Written task. Put the lines below into a numbered list with no blank lines, beginning at the line that contains "Where exactly is the open" and stopping after the line that contains "[0,245,640,398]". Include only those lines.

##### Material for this task #####

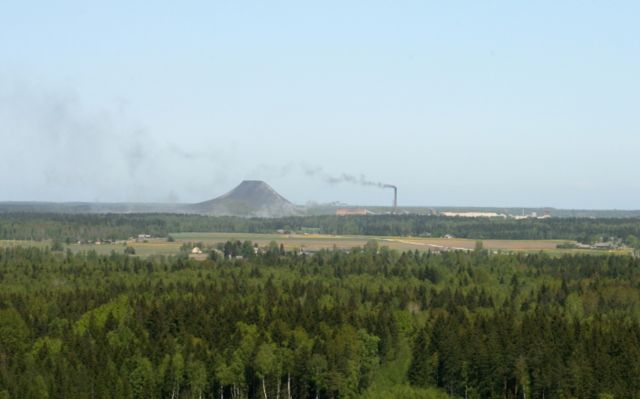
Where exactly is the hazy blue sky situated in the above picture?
[0,0,640,209]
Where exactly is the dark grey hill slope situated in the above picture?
[188,180,303,218]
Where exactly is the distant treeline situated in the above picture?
[0,213,640,242]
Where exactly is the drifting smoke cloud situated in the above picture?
[0,80,229,202]
[302,165,396,189]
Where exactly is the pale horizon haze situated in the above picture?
[0,1,640,209]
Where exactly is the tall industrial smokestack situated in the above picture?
[383,184,398,214]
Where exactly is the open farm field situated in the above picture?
[0,233,629,257]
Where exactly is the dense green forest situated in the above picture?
[0,244,640,399]
[0,213,640,243]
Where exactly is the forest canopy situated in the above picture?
[0,245,640,398]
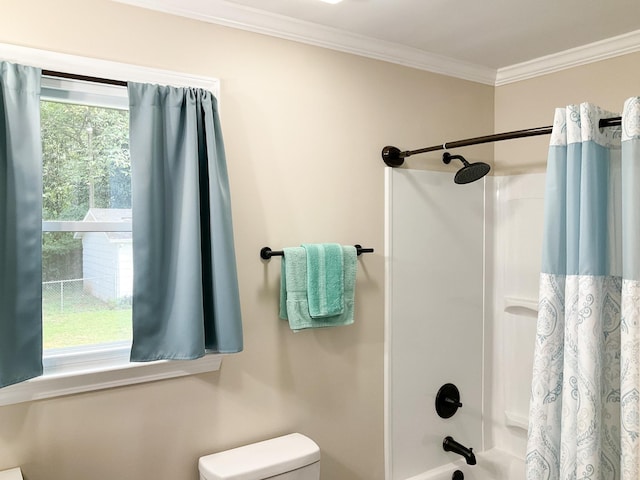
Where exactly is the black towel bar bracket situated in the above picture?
[260,245,373,260]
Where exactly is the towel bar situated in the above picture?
[260,245,373,260]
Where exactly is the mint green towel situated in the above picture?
[280,246,358,332]
[302,243,344,318]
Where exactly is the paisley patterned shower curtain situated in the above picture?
[526,97,640,480]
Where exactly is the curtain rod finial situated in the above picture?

#####

Complete answer.
1. Where exactly is the open farm field situated in the above picture?
2. [0,233,629,257]
3. Where exactly is the dense green forest situated in the above picture?
4. [0,244,640,399]
5. [0,213,640,243]
6. Where exactly is the forest canopy situated in the above picture?
7. [0,245,640,398]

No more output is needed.